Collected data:
====================

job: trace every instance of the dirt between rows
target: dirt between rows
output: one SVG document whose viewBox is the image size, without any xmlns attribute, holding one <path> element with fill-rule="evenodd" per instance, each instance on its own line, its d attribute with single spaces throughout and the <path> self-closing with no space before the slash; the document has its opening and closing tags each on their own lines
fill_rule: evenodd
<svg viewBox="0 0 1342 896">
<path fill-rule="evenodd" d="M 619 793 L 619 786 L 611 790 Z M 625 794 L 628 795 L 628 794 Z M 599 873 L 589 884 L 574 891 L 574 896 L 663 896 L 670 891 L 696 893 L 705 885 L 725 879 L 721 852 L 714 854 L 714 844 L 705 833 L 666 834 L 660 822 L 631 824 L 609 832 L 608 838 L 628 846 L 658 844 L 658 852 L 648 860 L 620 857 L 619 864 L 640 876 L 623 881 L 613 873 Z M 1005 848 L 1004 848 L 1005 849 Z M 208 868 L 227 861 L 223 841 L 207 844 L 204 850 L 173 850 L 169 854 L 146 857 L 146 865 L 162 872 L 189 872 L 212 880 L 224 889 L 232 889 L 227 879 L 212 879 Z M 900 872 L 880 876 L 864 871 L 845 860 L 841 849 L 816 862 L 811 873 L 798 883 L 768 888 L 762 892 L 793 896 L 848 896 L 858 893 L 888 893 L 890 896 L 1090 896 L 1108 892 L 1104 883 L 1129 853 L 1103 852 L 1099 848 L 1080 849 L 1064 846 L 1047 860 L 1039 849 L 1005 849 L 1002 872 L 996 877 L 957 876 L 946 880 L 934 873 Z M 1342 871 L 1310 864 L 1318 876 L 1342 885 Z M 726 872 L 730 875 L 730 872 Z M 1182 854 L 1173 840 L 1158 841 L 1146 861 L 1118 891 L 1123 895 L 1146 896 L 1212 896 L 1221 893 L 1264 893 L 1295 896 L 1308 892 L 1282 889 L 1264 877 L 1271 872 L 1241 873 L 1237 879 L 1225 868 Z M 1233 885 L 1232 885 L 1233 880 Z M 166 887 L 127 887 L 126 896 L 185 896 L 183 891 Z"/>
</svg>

====================

Can you revise the entries above so that "dirt between rows" becomes "soil between rows" everywhere, with everything else left unchanged?

job: trace every instance of the soil between rows
target: soil between rows
output: one SVG document whose viewBox is the image size, without any xmlns attribute, holding one <path> element with fill-rule="evenodd" per instance, each instance on its own line, its d attribute with single spaces throughout and the <path> self-closing with no space before the slash; the document has its opening and closing tags each on their own lines
fill_rule: evenodd
<svg viewBox="0 0 1342 896">
<path fill-rule="evenodd" d="M 619 793 L 619 786 L 611 790 Z M 625 794 L 628 795 L 628 794 Z M 599 873 L 589 884 L 574 891 L 574 896 L 663 896 L 670 891 L 696 893 L 705 885 L 725 879 L 721 852 L 714 854 L 714 844 L 705 833 L 666 834 L 660 822 L 631 824 L 609 832 L 608 838 L 628 846 L 658 844 L 658 852 L 648 860 L 620 857 L 619 864 L 640 876 L 623 881 L 613 873 Z M 1005 848 L 1004 848 L 1005 849 Z M 208 868 L 227 861 L 223 841 L 207 844 L 204 850 L 173 850 L 169 854 L 146 857 L 146 865 L 162 872 L 189 872 L 212 880 L 224 889 L 232 889 L 227 879 L 212 879 Z M 900 872 L 880 876 L 864 871 L 845 860 L 841 849 L 816 862 L 811 873 L 798 883 L 768 888 L 762 892 L 793 896 L 848 896 L 858 893 L 888 893 L 890 896 L 1090 896 L 1108 892 L 1104 883 L 1129 853 L 1103 852 L 1099 848 L 1080 849 L 1064 846 L 1047 860 L 1039 849 L 1005 849 L 1002 872 L 996 877 L 957 876 L 946 880 L 934 873 Z M 1342 871 L 1310 864 L 1318 876 L 1342 885 Z M 726 872 L 730 875 L 730 872 Z M 1182 854 L 1173 840 L 1158 841 L 1146 861 L 1118 891 L 1123 895 L 1146 896 L 1212 896 L 1221 893 L 1264 893 L 1295 896 L 1308 892 L 1282 889 L 1264 877 L 1271 872 L 1241 873 L 1237 879 L 1225 868 Z M 1233 885 L 1232 885 L 1233 880 Z M 166 887 L 127 887 L 126 896 L 185 896 L 183 891 Z"/>
</svg>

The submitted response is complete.